- TASK OBJECTIVE
Every record is to be printed exactly as it appears.

- Records from a dataset

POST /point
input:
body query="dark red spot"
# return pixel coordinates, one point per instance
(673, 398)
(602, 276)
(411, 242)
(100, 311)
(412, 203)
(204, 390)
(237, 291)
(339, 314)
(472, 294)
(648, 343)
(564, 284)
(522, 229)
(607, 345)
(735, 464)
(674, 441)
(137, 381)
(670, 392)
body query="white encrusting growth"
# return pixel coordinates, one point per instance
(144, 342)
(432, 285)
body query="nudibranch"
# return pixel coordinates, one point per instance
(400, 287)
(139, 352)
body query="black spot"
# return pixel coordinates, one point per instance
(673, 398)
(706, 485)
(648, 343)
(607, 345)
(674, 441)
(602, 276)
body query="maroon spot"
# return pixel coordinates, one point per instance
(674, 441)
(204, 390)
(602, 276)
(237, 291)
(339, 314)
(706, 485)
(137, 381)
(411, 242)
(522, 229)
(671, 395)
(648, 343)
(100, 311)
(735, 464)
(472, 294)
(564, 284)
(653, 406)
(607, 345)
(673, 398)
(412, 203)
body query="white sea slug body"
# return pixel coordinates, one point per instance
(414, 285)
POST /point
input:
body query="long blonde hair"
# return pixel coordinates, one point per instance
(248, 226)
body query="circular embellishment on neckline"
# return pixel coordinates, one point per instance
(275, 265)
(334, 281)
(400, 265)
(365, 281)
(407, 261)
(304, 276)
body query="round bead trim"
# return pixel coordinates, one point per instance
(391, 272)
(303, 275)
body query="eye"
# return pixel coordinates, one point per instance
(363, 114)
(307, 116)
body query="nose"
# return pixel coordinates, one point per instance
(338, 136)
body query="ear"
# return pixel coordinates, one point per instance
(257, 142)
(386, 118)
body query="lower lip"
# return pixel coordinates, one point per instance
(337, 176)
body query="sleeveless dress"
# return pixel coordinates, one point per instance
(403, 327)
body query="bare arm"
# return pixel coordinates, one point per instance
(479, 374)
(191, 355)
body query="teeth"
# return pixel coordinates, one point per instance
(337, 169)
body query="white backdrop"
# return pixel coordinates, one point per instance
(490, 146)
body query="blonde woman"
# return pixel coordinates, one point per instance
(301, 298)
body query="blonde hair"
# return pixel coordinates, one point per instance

- FINISHED EXERCISE
POST /point
input:
body query="dark red spot"
# return pixel coordinates, one point per instance
(673, 398)
(602, 276)
(411, 242)
(100, 311)
(412, 203)
(204, 390)
(237, 291)
(339, 314)
(472, 294)
(648, 343)
(564, 284)
(522, 229)
(607, 345)
(735, 464)
(674, 441)
(137, 381)
(670, 392)
body query="white encrusting growth"
# return pixel coordinates, one point per instance
(144, 342)
(432, 285)
body query="nudibranch"
# return pixel coordinates, one point per instance
(400, 287)
(139, 352)
body query="black spot"
# return pixel coordinates, one point per instance
(673, 398)
(706, 485)
(648, 343)
(607, 345)
(674, 441)
(602, 276)
body query="maroon spot"
# return pixel coordinates, one point per instance
(674, 441)
(204, 390)
(602, 276)
(237, 291)
(339, 314)
(706, 485)
(137, 381)
(411, 242)
(522, 229)
(671, 395)
(648, 343)
(100, 311)
(735, 464)
(472, 294)
(564, 284)
(653, 406)
(607, 345)
(673, 398)
(412, 203)
body query="white sea slug body"
# return pixel coordinates, one point per instance
(414, 285)
POST /point
input:
body query="long blonde hair"
# return pixel coordinates, one point per instance
(248, 226)
body query="circular embellishment on neckline"
# return pixel coordinates, one point per instance
(275, 265)
(334, 281)
(400, 265)
(365, 281)
(407, 261)
(304, 276)
body query="round bead trim"
# return pixel coordinates, one point per instance
(391, 272)
(303, 275)
body query="eye"
# return pixel coordinates, one point per instance
(363, 114)
(307, 116)
body query="nose"
# return pixel coordinates, one point per instance
(338, 136)
body query="ear"
# return pixel coordinates, one point per instance
(257, 142)
(386, 118)
body query="lower lip"
# return pixel coordinates, one point per instance
(337, 176)
body query="sleeveless dress"
# return pixel coordinates, one point per instance
(403, 327)
body query="bare arm"
# return pixel coordinates, one point per instance
(479, 374)
(191, 355)
body query="teeth"
# return pixel coordinates, one point per instance
(337, 169)
body query="white backdrop"
# return pixel coordinates, one point per instance
(490, 146)
body query="blonde woman"
# return pixel coordinates, one point per instance
(301, 298)
body query="blonde hair"
# return pixel coordinates, one point per instance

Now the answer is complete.